• _Given exercise_
Update the data below by swapping each "Target" for "Label" and keeping everything else the same. Leave the pictures out.

• _Supplied entries_

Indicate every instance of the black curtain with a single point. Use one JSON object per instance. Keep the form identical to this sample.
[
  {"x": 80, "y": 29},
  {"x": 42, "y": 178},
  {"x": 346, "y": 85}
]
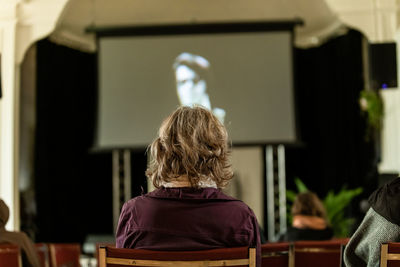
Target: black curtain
[
  {"x": 335, "y": 150},
  {"x": 72, "y": 186}
]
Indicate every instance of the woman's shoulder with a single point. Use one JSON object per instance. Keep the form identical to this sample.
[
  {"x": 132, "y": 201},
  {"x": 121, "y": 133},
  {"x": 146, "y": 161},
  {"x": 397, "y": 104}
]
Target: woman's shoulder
[{"x": 386, "y": 201}]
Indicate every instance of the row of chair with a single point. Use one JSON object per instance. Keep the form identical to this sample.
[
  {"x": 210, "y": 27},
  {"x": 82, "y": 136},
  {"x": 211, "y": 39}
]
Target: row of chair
[
  {"x": 50, "y": 255},
  {"x": 304, "y": 253}
]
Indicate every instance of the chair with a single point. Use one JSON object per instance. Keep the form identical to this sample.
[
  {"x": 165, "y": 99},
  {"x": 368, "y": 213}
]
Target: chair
[
  {"x": 10, "y": 255},
  {"x": 390, "y": 254},
  {"x": 63, "y": 254},
  {"x": 122, "y": 257},
  {"x": 276, "y": 254},
  {"x": 318, "y": 253},
  {"x": 43, "y": 253}
]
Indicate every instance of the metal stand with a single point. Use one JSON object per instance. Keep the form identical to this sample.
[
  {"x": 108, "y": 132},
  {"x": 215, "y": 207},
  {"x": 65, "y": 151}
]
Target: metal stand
[
  {"x": 276, "y": 190},
  {"x": 121, "y": 181}
]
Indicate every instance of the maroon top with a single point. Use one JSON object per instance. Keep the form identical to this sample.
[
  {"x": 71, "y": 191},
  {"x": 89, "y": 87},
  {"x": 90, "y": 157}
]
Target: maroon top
[{"x": 187, "y": 219}]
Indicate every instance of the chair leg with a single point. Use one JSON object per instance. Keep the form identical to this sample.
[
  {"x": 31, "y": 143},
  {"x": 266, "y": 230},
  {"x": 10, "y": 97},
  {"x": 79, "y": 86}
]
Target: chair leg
[
  {"x": 291, "y": 255},
  {"x": 102, "y": 257},
  {"x": 252, "y": 257},
  {"x": 384, "y": 252}
]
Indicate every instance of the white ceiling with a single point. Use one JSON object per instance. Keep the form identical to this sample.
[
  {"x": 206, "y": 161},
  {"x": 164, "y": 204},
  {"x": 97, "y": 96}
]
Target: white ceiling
[{"x": 319, "y": 20}]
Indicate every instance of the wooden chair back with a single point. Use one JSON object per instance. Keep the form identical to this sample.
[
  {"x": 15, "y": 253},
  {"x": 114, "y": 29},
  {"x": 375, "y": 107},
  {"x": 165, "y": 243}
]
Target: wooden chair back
[
  {"x": 276, "y": 254},
  {"x": 10, "y": 255},
  {"x": 390, "y": 254},
  {"x": 43, "y": 252},
  {"x": 64, "y": 254},
  {"x": 318, "y": 253},
  {"x": 120, "y": 257}
]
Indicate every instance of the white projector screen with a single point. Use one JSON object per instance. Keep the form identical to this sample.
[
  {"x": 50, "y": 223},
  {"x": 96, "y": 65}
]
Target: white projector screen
[{"x": 246, "y": 78}]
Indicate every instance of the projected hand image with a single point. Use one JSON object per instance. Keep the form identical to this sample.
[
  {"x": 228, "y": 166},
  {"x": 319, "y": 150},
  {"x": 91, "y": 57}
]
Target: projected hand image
[{"x": 191, "y": 85}]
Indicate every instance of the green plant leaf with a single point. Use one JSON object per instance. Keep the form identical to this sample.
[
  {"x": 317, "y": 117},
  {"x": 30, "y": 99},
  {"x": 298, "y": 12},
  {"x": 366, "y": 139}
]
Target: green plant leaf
[
  {"x": 301, "y": 187},
  {"x": 335, "y": 205}
]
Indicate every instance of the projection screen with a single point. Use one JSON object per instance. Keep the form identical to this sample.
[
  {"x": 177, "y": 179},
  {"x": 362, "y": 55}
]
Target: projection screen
[{"x": 245, "y": 78}]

• _Correct response_
Indicate every instance of the black curtain with a single point. Use one JSON object per instance. Keep the form identical to this sample.
[
  {"x": 80, "y": 29},
  {"x": 42, "y": 178},
  {"x": 346, "y": 85}
]
Label: black curtain
[
  {"x": 335, "y": 150},
  {"x": 72, "y": 186}
]
Indicate every instance of the woman's shoulder with a single point. Use one JSON object per instance. Keep the form identical to this sample.
[
  {"x": 132, "y": 201},
  {"x": 121, "y": 133},
  {"x": 146, "y": 161},
  {"x": 397, "y": 104}
]
Label: woman's shoulder
[{"x": 386, "y": 201}]
Indicate every instance of the row of chair with a single point. Use one JSON object per instance. Keep the form identical to this sample.
[
  {"x": 210, "y": 27},
  {"x": 82, "y": 136},
  {"x": 211, "y": 39}
]
Label: row of chair
[
  {"x": 50, "y": 255},
  {"x": 304, "y": 253}
]
Indicate every instance of the chair with a single point. Use one JSON object per instance. Keep the form identical to this sample.
[
  {"x": 165, "y": 99},
  {"x": 368, "y": 213}
]
Label: chair
[
  {"x": 10, "y": 255},
  {"x": 390, "y": 254},
  {"x": 63, "y": 254},
  {"x": 122, "y": 257},
  {"x": 276, "y": 254},
  {"x": 318, "y": 253},
  {"x": 43, "y": 253}
]
Indicate every instance of the metal stand with a single point. Use one JSON object per instance. Keep the form identical to this sample.
[
  {"x": 108, "y": 132},
  {"x": 215, "y": 207},
  {"x": 65, "y": 151}
]
Label: metal stand
[
  {"x": 276, "y": 190},
  {"x": 121, "y": 181}
]
Indicate every instance of the maroon top with a single point. Use one JSON object per instance. Keep the form identical to this sample.
[
  {"x": 71, "y": 191},
  {"x": 89, "y": 87},
  {"x": 90, "y": 157}
]
Label: maroon top
[{"x": 187, "y": 219}]
Indicate every instance of the chair leg with a single point. Use one JSON object per instance. Keep the form identical to this sample.
[
  {"x": 31, "y": 143},
  {"x": 266, "y": 230},
  {"x": 10, "y": 97},
  {"x": 79, "y": 86}
]
Label: chair leg
[
  {"x": 291, "y": 255},
  {"x": 102, "y": 257},
  {"x": 252, "y": 257},
  {"x": 384, "y": 252}
]
Indicate every instance of the white ceiling with a single point. Use one JSON object per instance. Keep the form identical to this sample.
[
  {"x": 206, "y": 161},
  {"x": 164, "y": 204},
  {"x": 97, "y": 96}
]
Label: white ceiling
[{"x": 319, "y": 20}]
Indicate every instance of the wooden chair back with a single point. Use one JSON object per instance. Keep the form identical to this sample.
[
  {"x": 15, "y": 253},
  {"x": 114, "y": 29},
  {"x": 375, "y": 107},
  {"x": 165, "y": 243}
]
Label: wooden chair back
[
  {"x": 276, "y": 254},
  {"x": 10, "y": 255},
  {"x": 390, "y": 254},
  {"x": 43, "y": 252},
  {"x": 64, "y": 254},
  {"x": 318, "y": 253},
  {"x": 120, "y": 257}
]
Indicate every instance of the white projector screen with a single point. Use one JSON object per instance. Keep the form identical to this sample.
[
  {"x": 50, "y": 223},
  {"x": 96, "y": 65}
]
Label: white projector screen
[{"x": 246, "y": 78}]
Indicate every instance of the projected hand image with a single point. Use one JSON object per instance. Keep the form identical to this sample.
[
  {"x": 228, "y": 166},
  {"x": 319, "y": 150},
  {"x": 91, "y": 57}
]
Label: projected hand image
[{"x": 191, "y": 85}]
Indicate every instance of the green plant leaf with a single point. Use one JSON object per instance. Keep the form identical to this sample.
[
  {"x": 317, "y": 117},
  {"x": 30, "y": 99},
  {"x": 298, "y": 12},
  {"x": 366, "y": 139}
]
Label: green plant leaf
[
  {"x": 301, "y": 187},
  {"x": 335, "y": 205}
]
Indicate every instance of the projection screen with a single point. Use one JSON object per instance. Keep the form identical to this sample.
[
  {"x": 177, "y": 179},
  {"x": 362, "y": 55}
]
Label: projection screen
[{"x": 245, "y": 78}]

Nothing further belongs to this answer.